_Activity_:
Can you print the passage of the essay on the moral dilemmas of meat from "This sounds obvious" up to and including "a good death?", word for word?

_Document excerpt_:

---

Moral dilemmas of meat
The dilemma for me is the cost of doing all this on land that I can never own. So little land comes up for sale publicly, I wonder if I’ll ever get to call a patch my own and fill it with stories. (If you know of 50 or so acres to sell in the Stroud Valleys, please drop me a line). The other dilemma is the fate of the Clan. Last time, I wrote that we’d likely keep the cattle as pets. But to my surprise, nobody has named them – they remain the Moo-Tang Clan after the New York hip hop artists, comprising Moo-God, Ol’ Dirty Bovine – and then we ran out of ideas. Could I send them to slaughter? Yes. But with caveats.
It’s a list of caveats that sits with me every day, and one that doesn’t make a soundbiting piece to camera. So every time meat is offered to me on Countryfile, I’m left rather impotently saying, “I’m veggie” for TV brevity. But at every menu and meal of every day, this is what I think about:
1) Is it an animal I could kill myself?
Not just in hungry desperation, but could I end and accept the quiet sacrifice of life? For fish, yes I could. Indeed, for Countryfile recently, we filmed at a salmon farm in Scotland where I spent time off-camera at the ‘killing table’ (I appreciate the name), watching in detail the moment of death and swiftly afterwards cutting the main artery so that the final few beats of the heart pump out the last of the blood. If I was squeamish or sad about it, or if I wanted somebody else to do it, I didn’t deserve to eat salmon.
But the pigs I’ve observed on farms have traits of intelligence on a par with dogs. Lambs are uncomfortably young when they go to slaughter and it’s noted at the market shed that the ewes will mourn for several nights.
Am I okay with that? No. But ‘mutton’, which is two years old, I could eat.
2) Did this animal have a good life?
This sounds obvious as well as subjective. Countryfile covers stories about factory-farming of broiler chickens very well, for example. Not easy to get a handle on with food labelling: caged animals could be labelled ‘traditional’ or ‘farm fresh’. So without knowing, I won’t eat it.
3) Did this animal have a good death?
This is about suffering and stress. Considered deer culling and a bullet in the wild to me amounts to a good death. But there are good and not so good abattoirs. And abattoirs that are many road miles away from the farm. To my knowledge, there are no abattoirs open to the public or to school trips and I think it’s a shame. It’s the last connection to our food that’s missing amid the resurgence of interest in food provenance. In the BBC’s Kill It, Cook It, Eat It programme years ago, it was the inclusion of this moment that swung vegetarians to the meat side, and carnivores to the leafy side as people consumed their own personal ethics.
The brilliant Dr Temple Grandin has spent her career considering the journey to the end for cattle, helped, she says, by her autism. The moment of death is key. It should be quiet, quick and as stress-free as humanly possible.
These concerns don’t make for a pithy piece to camera, I’m sure you’ll agree.

---

_Supplied entries_:
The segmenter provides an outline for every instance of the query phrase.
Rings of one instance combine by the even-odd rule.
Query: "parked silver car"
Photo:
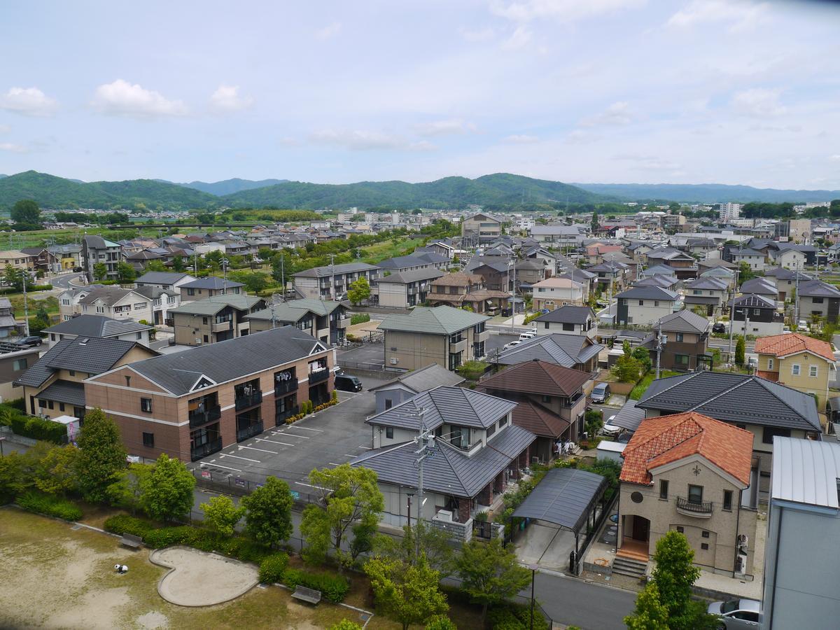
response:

---

_Written answer_:
This sounds obvious as well as subjective. Countryfile covers stories about factory-farming of broiler chickens very well, for example. Not easy to get a handle on with food labelling: caged animals could be labelled ‘traditional’ or ‘farm fresh’. So without knowing, I won’t eat it.
3) Did this animal have a good death?